● **数据行**

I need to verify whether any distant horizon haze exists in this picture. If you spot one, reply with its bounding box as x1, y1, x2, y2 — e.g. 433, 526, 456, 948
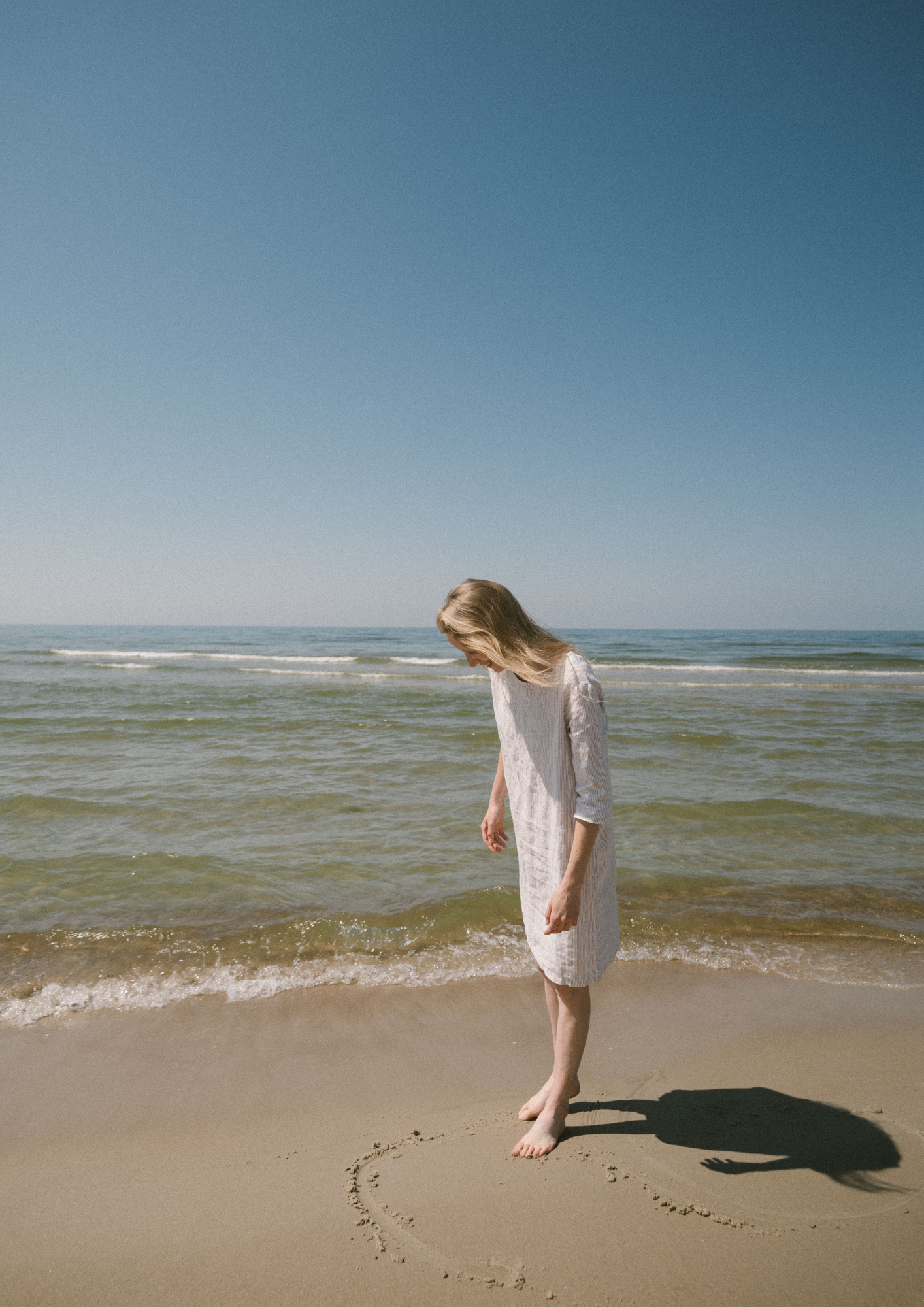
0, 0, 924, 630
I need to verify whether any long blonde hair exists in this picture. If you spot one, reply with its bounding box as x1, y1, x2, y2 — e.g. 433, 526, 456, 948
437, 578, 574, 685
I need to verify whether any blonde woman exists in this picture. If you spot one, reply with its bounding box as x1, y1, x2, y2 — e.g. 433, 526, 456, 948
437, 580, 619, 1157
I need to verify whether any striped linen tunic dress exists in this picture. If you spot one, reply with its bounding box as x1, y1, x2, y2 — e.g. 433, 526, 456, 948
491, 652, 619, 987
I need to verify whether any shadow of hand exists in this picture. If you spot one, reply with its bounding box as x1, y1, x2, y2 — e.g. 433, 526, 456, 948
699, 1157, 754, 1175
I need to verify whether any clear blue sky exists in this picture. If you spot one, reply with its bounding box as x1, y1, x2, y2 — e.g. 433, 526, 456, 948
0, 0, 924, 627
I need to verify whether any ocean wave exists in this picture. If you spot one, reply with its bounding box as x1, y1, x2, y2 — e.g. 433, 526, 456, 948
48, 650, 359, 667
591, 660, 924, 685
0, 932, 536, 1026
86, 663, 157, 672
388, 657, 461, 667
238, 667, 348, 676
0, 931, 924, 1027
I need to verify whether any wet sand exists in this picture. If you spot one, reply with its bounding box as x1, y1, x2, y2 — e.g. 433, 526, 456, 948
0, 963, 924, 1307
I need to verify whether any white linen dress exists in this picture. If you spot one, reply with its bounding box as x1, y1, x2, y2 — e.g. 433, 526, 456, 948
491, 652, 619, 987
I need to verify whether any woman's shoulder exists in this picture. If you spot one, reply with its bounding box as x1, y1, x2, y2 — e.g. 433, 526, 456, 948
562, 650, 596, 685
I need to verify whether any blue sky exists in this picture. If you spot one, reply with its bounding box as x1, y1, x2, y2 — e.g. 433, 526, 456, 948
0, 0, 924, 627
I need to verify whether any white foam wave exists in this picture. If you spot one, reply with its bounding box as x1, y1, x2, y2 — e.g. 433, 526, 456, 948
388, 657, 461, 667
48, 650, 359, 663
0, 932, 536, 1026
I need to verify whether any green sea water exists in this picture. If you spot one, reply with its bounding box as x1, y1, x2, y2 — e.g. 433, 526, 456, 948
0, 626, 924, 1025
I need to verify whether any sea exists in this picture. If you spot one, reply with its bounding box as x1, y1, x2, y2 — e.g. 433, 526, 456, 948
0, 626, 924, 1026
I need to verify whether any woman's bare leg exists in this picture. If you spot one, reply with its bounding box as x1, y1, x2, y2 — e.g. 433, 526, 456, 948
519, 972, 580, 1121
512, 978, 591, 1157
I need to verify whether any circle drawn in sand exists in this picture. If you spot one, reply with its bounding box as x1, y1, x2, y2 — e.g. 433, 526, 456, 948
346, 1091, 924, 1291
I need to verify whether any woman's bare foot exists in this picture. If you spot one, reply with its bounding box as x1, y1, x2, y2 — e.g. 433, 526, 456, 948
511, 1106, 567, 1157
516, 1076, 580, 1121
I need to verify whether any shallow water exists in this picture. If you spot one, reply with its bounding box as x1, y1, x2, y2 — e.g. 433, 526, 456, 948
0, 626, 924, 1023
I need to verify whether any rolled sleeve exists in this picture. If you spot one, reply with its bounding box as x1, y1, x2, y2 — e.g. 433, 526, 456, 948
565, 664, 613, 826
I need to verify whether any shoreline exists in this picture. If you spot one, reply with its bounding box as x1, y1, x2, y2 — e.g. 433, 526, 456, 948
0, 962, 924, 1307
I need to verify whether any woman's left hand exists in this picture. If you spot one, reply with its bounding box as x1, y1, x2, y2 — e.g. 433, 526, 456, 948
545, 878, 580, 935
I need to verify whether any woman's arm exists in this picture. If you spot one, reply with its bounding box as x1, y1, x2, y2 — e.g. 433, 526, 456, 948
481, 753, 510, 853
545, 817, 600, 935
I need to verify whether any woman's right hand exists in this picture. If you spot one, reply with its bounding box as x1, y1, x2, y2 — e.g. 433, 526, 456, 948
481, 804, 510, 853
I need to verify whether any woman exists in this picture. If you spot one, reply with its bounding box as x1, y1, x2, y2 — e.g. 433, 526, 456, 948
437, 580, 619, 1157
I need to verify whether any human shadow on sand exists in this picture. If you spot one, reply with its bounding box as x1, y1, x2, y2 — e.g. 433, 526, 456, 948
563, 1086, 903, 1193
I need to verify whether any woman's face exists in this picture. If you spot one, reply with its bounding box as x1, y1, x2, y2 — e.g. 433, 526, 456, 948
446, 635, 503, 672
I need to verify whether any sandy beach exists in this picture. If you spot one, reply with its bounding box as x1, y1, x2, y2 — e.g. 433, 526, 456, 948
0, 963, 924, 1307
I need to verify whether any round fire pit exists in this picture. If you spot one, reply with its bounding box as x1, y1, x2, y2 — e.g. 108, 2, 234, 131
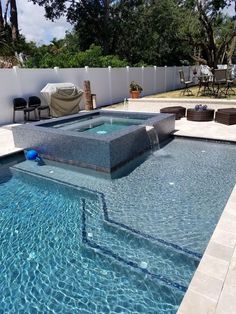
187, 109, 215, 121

● **任务要求**
请筛选上面的列表，把含有字符串“white”的每一行都照抄下来，注意区分大小写。

● **练习作答**
I need to verify whether any white linen dress exists in this picture. If you spot one, reply with its bounding box as x1, y1, x2, y2 — e.g. 433, 526, 456, 948
I need to verify whether any white foam wave exists in this picture. If you spot one, reply with its bounding box as x1, y1, x2, y2 — e.g. 433, 526, 456, 948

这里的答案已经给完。